* Task objective
All lines from the one containing "Drop a pin on the dark suv, one" through the last line below must be duplicated exactly, with nothing outside that span.

* Provided material
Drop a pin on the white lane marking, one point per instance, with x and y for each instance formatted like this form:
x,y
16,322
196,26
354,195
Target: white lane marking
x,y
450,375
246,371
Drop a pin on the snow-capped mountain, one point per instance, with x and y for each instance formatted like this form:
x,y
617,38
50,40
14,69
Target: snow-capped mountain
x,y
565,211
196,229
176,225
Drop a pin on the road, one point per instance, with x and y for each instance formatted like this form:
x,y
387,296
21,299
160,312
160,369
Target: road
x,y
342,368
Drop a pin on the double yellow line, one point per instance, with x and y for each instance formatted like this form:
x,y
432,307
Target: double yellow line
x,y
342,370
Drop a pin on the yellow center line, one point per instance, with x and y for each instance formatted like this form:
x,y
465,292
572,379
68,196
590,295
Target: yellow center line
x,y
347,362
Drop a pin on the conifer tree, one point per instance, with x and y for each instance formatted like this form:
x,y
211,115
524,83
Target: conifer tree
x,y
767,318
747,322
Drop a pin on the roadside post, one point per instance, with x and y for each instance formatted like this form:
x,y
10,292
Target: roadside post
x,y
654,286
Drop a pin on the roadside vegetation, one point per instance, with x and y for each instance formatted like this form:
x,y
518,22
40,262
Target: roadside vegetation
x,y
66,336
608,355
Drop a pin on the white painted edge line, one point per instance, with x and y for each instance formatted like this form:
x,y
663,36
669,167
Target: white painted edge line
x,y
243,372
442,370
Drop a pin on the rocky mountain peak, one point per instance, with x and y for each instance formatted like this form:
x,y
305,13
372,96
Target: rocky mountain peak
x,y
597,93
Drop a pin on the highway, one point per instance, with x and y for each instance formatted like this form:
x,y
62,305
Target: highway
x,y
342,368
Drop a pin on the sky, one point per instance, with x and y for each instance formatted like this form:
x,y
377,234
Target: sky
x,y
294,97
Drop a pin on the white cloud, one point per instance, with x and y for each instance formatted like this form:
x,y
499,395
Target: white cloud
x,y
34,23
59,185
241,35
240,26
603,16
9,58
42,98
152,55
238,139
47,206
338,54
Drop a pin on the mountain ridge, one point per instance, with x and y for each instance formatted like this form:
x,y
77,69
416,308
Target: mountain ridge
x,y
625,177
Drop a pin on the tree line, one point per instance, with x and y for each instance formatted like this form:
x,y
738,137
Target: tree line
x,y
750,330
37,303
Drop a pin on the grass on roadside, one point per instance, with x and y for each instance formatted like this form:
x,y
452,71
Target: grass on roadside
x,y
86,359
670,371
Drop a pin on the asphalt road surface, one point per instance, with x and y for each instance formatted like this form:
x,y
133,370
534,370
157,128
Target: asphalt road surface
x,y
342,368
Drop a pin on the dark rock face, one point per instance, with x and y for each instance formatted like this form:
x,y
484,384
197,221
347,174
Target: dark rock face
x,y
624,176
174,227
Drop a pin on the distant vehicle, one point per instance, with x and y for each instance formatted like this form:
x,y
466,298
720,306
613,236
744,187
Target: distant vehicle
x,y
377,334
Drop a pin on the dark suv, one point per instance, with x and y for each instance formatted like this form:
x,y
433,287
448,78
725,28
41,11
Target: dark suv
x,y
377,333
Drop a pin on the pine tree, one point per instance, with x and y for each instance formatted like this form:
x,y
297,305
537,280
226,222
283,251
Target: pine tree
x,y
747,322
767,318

* Completed exercise
Drop a pin on the dark suv, one point per instance, with x and y for each instance formatted like this form:
x,y
433,287
448,78
725,28
41,11
Target: dark suv
x,y
377,333
Drop a pin on the pine tree, one point per instance, with x and y for each instance formatted like this form:
x,y
297,305
537,280
226,222
283,251
Target: pine tree
x,y
747,322
767,318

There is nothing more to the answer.